» **Task description**:
Return verbatim the run of lines that opens with the line holding "Mark every instance of the blue pickup" and closes with the last line of the records.

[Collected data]
-*-
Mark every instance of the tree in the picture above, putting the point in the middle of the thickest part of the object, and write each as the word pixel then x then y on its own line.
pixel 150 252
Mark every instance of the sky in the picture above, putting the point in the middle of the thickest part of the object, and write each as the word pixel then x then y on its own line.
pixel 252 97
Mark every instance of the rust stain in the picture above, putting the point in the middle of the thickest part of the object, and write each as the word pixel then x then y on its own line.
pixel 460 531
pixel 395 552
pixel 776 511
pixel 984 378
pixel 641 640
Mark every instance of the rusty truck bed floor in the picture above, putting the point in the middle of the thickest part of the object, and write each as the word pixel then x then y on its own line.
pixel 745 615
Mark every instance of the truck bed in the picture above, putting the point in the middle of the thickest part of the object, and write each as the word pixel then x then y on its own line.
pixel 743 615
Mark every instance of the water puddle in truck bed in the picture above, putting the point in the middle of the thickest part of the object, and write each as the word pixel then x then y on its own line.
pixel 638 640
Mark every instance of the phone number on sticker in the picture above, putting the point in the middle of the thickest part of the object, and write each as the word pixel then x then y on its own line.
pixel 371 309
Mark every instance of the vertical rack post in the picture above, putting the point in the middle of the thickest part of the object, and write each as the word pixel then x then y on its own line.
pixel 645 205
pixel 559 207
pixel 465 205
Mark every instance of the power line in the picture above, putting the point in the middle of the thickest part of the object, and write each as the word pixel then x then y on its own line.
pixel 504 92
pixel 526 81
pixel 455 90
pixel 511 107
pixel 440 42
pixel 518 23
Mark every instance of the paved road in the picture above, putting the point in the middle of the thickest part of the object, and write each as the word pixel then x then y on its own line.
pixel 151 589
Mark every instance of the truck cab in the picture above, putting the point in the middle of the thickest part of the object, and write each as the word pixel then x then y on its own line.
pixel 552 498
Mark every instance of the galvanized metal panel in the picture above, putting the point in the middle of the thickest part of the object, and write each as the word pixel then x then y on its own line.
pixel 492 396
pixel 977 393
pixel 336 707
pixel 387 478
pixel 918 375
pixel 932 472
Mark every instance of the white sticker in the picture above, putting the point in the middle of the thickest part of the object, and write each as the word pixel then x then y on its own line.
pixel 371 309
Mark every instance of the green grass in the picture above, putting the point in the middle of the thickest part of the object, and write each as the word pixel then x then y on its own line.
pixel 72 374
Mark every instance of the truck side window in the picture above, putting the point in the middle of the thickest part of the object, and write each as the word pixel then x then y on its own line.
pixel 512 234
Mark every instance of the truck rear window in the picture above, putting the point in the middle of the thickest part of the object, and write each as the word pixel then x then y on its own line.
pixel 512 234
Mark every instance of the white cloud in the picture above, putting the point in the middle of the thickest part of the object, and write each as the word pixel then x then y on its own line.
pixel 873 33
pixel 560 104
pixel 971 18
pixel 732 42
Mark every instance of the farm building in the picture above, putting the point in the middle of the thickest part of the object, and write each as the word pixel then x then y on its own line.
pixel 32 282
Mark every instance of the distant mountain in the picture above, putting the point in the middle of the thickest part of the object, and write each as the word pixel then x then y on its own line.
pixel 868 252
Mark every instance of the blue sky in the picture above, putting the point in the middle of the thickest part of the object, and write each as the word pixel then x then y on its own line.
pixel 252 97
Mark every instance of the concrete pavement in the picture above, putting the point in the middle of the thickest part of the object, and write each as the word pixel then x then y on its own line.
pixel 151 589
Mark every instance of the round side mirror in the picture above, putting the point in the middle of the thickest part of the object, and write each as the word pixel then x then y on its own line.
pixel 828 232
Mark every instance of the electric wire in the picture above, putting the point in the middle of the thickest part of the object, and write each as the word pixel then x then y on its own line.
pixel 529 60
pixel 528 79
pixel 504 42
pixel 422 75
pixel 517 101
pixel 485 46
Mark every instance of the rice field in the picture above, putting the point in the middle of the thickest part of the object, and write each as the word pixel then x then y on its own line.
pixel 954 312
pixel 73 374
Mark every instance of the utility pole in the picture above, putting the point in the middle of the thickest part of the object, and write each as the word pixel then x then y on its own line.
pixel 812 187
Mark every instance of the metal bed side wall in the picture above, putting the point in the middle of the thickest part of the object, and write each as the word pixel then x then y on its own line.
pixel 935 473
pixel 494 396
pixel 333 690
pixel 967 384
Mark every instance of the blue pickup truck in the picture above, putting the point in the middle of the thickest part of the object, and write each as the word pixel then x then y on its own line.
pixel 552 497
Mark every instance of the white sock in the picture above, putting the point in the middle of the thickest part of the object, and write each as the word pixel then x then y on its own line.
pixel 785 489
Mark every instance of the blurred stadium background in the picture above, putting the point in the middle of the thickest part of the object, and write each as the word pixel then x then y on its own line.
-*-
» **Exercise result**:
Mark every instance of the blue pickup truck in the picture above, putting the point in the middle of the thickest part of the object, and write each as the word pixel then x then y on its own line.
pixel 552 497
Mark every instance of the white sock in the picture above, putting the point in the middle of the thickest part of the object, and write each as the word pixel then x then y on its own line.
pixel 785 489
Mark every instance of the blurred stadium background in the picture above, putting the point in the middle of the thickest part of the object, and write each as the word pixel then x then y on its own line.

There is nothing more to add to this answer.